=== Task instructions ===
Rewrite the entries below, replacing every "instance" with "occurrence" and leaving all other text unchanged.

## Begin Provided records

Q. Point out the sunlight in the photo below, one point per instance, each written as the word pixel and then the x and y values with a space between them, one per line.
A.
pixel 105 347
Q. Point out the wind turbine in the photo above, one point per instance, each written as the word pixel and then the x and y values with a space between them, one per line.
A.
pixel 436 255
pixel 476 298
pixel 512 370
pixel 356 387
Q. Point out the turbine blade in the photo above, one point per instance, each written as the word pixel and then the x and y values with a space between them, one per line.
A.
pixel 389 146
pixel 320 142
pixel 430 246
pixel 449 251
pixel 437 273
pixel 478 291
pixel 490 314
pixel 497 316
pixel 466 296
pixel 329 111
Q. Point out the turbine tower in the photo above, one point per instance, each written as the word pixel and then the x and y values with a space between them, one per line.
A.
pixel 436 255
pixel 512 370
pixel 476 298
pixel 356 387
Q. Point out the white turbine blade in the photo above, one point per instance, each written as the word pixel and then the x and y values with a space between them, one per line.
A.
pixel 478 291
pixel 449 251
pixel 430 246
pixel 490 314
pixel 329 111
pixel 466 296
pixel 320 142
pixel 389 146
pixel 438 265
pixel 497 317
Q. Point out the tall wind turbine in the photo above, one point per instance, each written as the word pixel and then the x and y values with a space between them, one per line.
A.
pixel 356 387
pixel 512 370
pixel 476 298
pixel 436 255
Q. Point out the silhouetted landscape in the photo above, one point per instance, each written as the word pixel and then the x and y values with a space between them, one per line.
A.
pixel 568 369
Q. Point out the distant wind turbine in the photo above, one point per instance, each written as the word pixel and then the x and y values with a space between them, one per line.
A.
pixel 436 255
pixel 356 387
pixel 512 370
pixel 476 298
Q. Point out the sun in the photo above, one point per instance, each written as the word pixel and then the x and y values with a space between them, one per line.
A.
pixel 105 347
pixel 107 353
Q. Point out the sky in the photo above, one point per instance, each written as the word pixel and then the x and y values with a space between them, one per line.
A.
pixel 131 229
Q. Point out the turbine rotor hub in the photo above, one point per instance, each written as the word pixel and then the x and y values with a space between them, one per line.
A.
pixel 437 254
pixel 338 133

## End Provided records

=== Complete response ===
Q. Point out the sunlight in the photo below, one point per occurrence, each written as the word pixel and then the x and y values with a space between them, one per line.
A.
pixel 105 347
Q. Point out the wind turbine in the photo above, one point per occurrence, each written as the word pixel and then the x and y values with a space between them, one per line.
A.
pixel 436 255
pixel 476 298
pixel 512 370
pixel 356 387
Q. Point out the turbine blade in the photo above, one point per occurrence, each written as the word pixel and then the x and y values with a space between them, one per line.
A.
pixel 389 146
pixel 320 142
pixel 430 246
pixel 449 251
pixel 437 273
pixel 478 291
pixel 490 314
pixel 497 316
pixel 466 296
pixel 329 111
Q. Point out the turbine tower in the photo above, one point per occurrence, each written as the word pixel and then the x and y values with a space between them, one per line.
A.
pixel 436 255
pixel 512 370
pixel 476 298
pixel 356 387
Q. Point out the white turbine blade in the photo above, one point per occurrence, each written as the word pixel and then the x and y values with a space between them, one per line.
A.
pixel 478 291
pixel 449 251
pixel 430 246
pixel 490 314
pixel 329 111
pixel 466 296
pixel 320 142
pixel 389 146
pixel 438 265
pixel 497 317
Q. Point out the tall wind turbine in the photo above, one point per occurrence, each written as the word pixel and then the x and y values with a space between them, one per line.
A.
pixel 356 387
pixel 512 370
pixel 476 298
pixel 436 255
Q. Point out the silhouetted landscape in the photo above, one point per occurrence, each written as the word pixel and then the x and y values with a space between them, one per line.
A.
pixel 568 369
Q. Point out the distant wind turbine in the photo above, one point per occurrence, each written as the word pixel and then the x and y values with a space between them, one per line.
A.
pixel 436 255
pixel 356 387
pixel 512 370
pixel 476 298
Q. Point out the sun in the photo above, one point per occurrence, each written as the word pixel and then the x and y values with a space between them, one per line.
A.
pixel 105 347
pixel 107 353
Q. Point out the sky in the photo above, one point per occurrence, each written as the word pixel and then the x and y values with a space between them, one per line.
A.
pixel 131 229
Q. Point out the turbine rotor hub in the photo above, one point per occurrence, each written as the word pixel and then the x and y values with a space between them, one per line.
A.
pixel 437 254
pixel 338 133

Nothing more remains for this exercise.